Testo del documento:
# # #

I numeri delle manifestazioni di piazza che si sono dispiegate in tutta Italia dal 22 settembre fino a quella del 4 ottobre a Roma con circa un milione di persone parlano chiaro. Le dinamiche in atto, invece, avrebbero bisogno di qualche chiarimento da parte di chi, in qualche modo, tra attivismo nel sindacalismo di base e impegno costante al fianco dell’Osservatorio contro la militarizzazione delle scuole e delle università ha provato a lavorare dall’interno per la buona riuscita delle diverse mobilitazioni. Un’analisi, dunque, è necessaria anche per poter rilanciare i discorsi pensando al progetto politico che è cresciuto tra le mani in questi giorni.

# # #

Cosa fare: Elenca tutti i nomi propri di luogo e di organizzazione presenti nel testo sulle manifestazioni qui sopra.

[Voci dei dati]
# # #

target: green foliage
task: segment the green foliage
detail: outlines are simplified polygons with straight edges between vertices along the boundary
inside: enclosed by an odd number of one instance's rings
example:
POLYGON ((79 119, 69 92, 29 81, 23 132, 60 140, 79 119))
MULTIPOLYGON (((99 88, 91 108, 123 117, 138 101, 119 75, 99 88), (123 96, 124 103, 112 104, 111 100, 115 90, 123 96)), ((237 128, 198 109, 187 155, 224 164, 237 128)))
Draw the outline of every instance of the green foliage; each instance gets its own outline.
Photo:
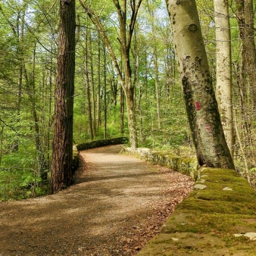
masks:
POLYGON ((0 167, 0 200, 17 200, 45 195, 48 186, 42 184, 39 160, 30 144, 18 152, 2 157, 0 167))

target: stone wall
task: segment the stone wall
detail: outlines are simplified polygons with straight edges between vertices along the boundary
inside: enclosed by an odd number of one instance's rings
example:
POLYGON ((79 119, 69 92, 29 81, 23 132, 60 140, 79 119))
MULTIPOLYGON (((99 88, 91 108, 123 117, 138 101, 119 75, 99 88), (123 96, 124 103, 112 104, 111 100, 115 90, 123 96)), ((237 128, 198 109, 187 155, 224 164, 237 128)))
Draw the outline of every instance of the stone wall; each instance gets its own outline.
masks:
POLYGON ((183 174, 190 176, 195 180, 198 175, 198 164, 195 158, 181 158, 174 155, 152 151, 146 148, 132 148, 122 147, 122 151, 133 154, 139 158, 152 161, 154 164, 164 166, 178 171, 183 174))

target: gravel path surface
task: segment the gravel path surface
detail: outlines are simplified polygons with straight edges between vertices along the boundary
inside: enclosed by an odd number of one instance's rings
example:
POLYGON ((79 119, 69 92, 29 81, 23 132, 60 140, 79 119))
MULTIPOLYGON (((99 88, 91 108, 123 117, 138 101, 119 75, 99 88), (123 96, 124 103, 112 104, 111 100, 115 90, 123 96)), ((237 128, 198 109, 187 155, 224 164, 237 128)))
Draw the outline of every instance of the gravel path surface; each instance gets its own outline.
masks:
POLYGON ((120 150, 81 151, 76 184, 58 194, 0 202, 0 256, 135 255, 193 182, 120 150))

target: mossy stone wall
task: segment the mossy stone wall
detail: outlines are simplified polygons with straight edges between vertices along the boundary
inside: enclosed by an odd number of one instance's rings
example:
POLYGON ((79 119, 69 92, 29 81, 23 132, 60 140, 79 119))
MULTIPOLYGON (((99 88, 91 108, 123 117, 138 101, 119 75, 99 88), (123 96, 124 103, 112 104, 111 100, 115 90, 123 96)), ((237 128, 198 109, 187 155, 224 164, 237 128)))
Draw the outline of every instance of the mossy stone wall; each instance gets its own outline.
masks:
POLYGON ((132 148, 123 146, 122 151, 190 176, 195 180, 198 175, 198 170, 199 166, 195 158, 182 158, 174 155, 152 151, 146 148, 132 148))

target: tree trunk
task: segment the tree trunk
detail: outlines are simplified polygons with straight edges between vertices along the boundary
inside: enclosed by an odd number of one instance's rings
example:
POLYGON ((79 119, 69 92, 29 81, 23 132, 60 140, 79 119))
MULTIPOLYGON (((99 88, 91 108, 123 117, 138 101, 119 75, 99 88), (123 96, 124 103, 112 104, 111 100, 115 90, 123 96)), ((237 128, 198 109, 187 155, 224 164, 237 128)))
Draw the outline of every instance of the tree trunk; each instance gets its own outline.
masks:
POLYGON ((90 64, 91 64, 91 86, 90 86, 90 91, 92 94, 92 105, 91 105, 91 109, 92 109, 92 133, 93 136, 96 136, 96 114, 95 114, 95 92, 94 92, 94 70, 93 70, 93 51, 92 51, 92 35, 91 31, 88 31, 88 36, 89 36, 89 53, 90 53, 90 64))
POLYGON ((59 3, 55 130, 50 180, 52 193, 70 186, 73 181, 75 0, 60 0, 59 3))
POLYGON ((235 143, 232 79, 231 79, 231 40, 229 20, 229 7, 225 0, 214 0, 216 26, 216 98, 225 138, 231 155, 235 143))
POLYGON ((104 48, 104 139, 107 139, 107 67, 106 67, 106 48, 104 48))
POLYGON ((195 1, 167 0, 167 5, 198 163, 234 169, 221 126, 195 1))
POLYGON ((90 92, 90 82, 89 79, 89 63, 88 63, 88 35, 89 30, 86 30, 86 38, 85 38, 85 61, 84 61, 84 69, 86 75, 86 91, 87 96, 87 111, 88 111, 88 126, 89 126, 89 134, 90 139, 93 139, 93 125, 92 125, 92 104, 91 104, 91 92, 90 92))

# # #

Risultato finale:
- Italia
- Roma
- Osservatorio contro la militarizzazione delle scuole e delle università